____ Sayfa Metni

Bu ressamlar kendilerine Yeniler adını verirken 1939 yılında Edebiyatta da bir hareket başlamıştı. Bu edebi hareket, Orhan Veli, Melih Cevdet Anday ve Oktay Rifat, tarafından başlatılmış, bu edebi harekete de " I. Yeni" veya Garipçiler, hareketi denilmeye başlanmıştı.
1940’larda edebiyat alanında da etkisini göstermiş olan toplumcu ya da toplumsal gerçekçi eğilimler ile resim sanatımızda da kendi insanımıza, toprağımıza ve yaşantımıza dönülmesi gereğini savunan genç sanatçıların “Yeniler” grubunu oluşturmasına zemin hazırlamıştı. Edebiyattaki, sosyal gerçekçilik hareketleri resim sanatında da bir karşılık bulmaya başlamıştı.
Yeniler ise 1940’da akademinin yüksek resim bölümünün faaliyete geçmesiyle, toplum yaşamına ağırlık veren yeni bir resim anlayışı oluşturmaktı. “Yeniler” ya da “Liman Ressamları” grubu olarak adlandırılan grubun amacı, toplumla ilişkisi zayıflamış olan sanatı, toplumsal yaşamdan aldığı konulara ağırlık vermek suretiyle, insan ve çevre temeli üzerinde geliştirmekti
Yeniler Grubu yaptıkları resimlerinde sosyal gerçekçilik anlayışına uygun olarak Anadolu insanlarının motiflerini özgün resimlerle ortaya koyuyorlardı. " Sanatın salt biçimden çok, bir içeriği olması gerektiğini savunan bu gurubun elemanlarından bazıları zamanla bu düşünce biçimden uzaklaşsalar da Mümtaz Yener içinde insanın olmadığı çok az resim yapmıştır." (lebriz.com/pages/lsd.aspx?lang)
Topluluğun diğer bir özelliği de yeni bir resim tarzı veya sanat anlayışı ortaya koymasalar da ideolojik de denilebilecek siyasi bir yaklaşımla yıllar boyunca ve ödün vermeden topluluk üyelerinin hepsi birlikte ayı temaları işlemekte gösterdikleri kararlılık olmuştur. 1940 yılında sosyal gerçekçilik temasına uygun ilk sergilerini açmışlar, bu konulu sergilerini 1950 yılına kadar aralıksız sürdürmüşlerdir.
Yeniler Grubu'nun toplumsal konuları işleyen bu sergileri 1950' lere dek sürmüştü. Sosyal gerçekçilik anlayışı ile resimler yapmayı sürdüren bu ressamlardan bazıları cumhuriyet öncesi resim sanatımızın özellikleri ile çeğdaş resim arasında sentezler oluşturmaya da çalışıyordu. Örneğin Nuri İyem , Ressam Avni Arbaş ve Mümtaz Yener gibi ressamlar Türk resmine özgün bir desen ve resim tarzı yerleştirmeye çalışmışlar adeta Türk minyatürleri ve eski Türk resim sanatı ile modern resim sanatından bir sentez oluşturmaya uğraşmışlardı.

________
____ Mevcut Veriler

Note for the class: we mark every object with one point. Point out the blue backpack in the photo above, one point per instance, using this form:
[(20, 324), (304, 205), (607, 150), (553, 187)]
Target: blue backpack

________

* Yazılı Yönerge:
Yeniler Grubu metnine göre aşağıdaki soruları yanıtlayınız.
(a) 1939 yılında edebiyatta başlayan hareketi kimler başlatmıştır?
(b) "Yeniler" grubu başka hangi adla anılmaktadır?
(c) Grup, sosyal gerçekçilik temasına uygun ilk sergilerini hangi yılda açmıştır?

* Görev Çıktısı:
(a) Orhan Veli, Melih Cevdet Anday ve Oktay Rifat.
(b) "Liman Ressamları".
(c) 1940.